WHAT THE EXERCISE ASKS: Copy every line of the records below exactly as it appears, and leave the pictures out of your answer.

**** MATERIAL PROVIDED ****

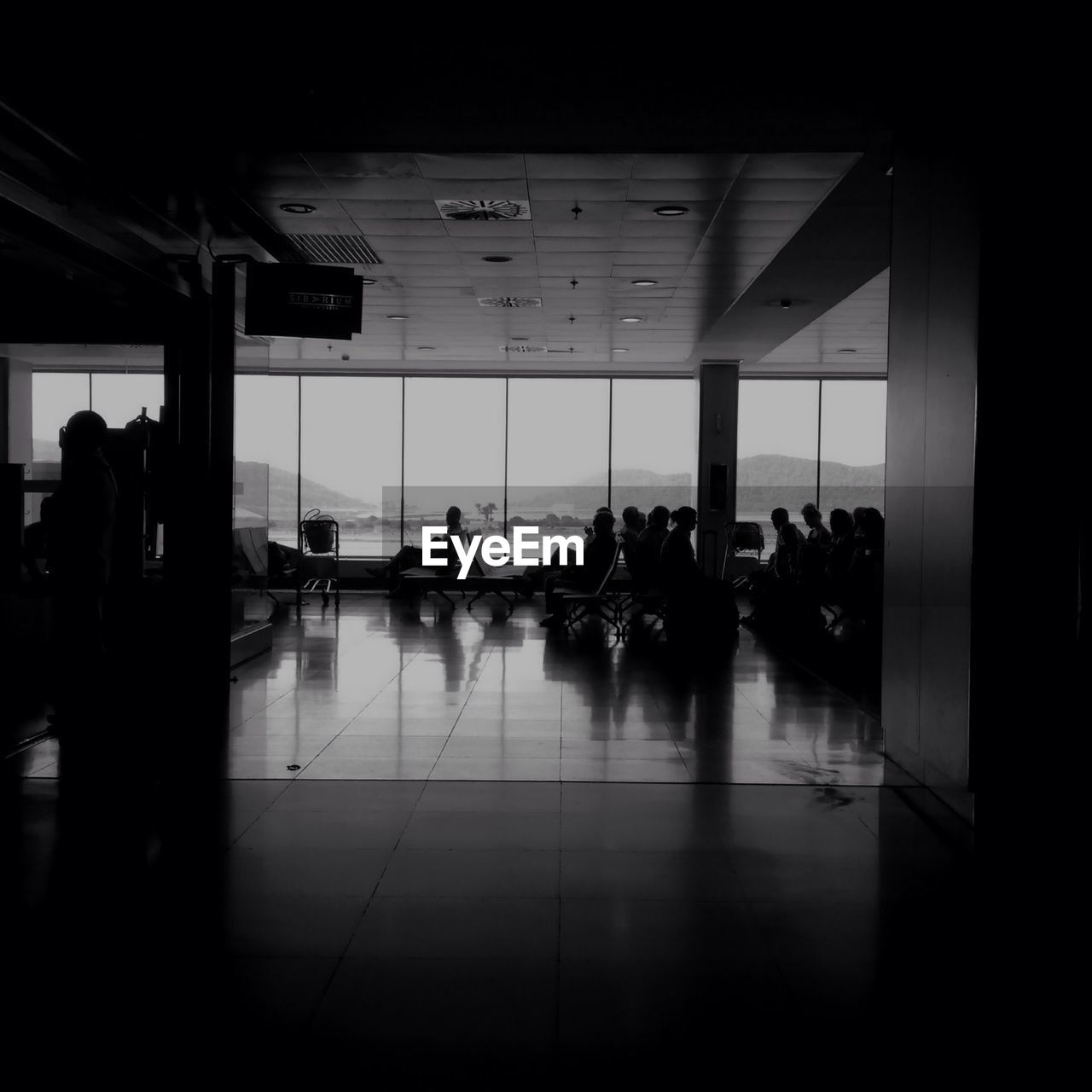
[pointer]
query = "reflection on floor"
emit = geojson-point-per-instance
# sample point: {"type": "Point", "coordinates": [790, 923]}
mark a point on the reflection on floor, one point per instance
{"type": "Point", "coordinates": [392, 689]}
{"type": "Point", "coordinates": [455, 884]}
{"type": "Point", "coordinates": [543, 926]}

****

REPLY TO THE EXERCISE:
[pointer]
query = "reflection on floor"
emit = geojson-point-per-instance
# sample point: {"type": "Point", "coordinates": [790, 923]}
mark a point on the reflection on floor, one point per instance
{"type": "Point", "coordinates": [392, 689]}
{"type": "Point", "coordinates": [455, 884]}
{"type": "Point", "coordinates": [543, 926]}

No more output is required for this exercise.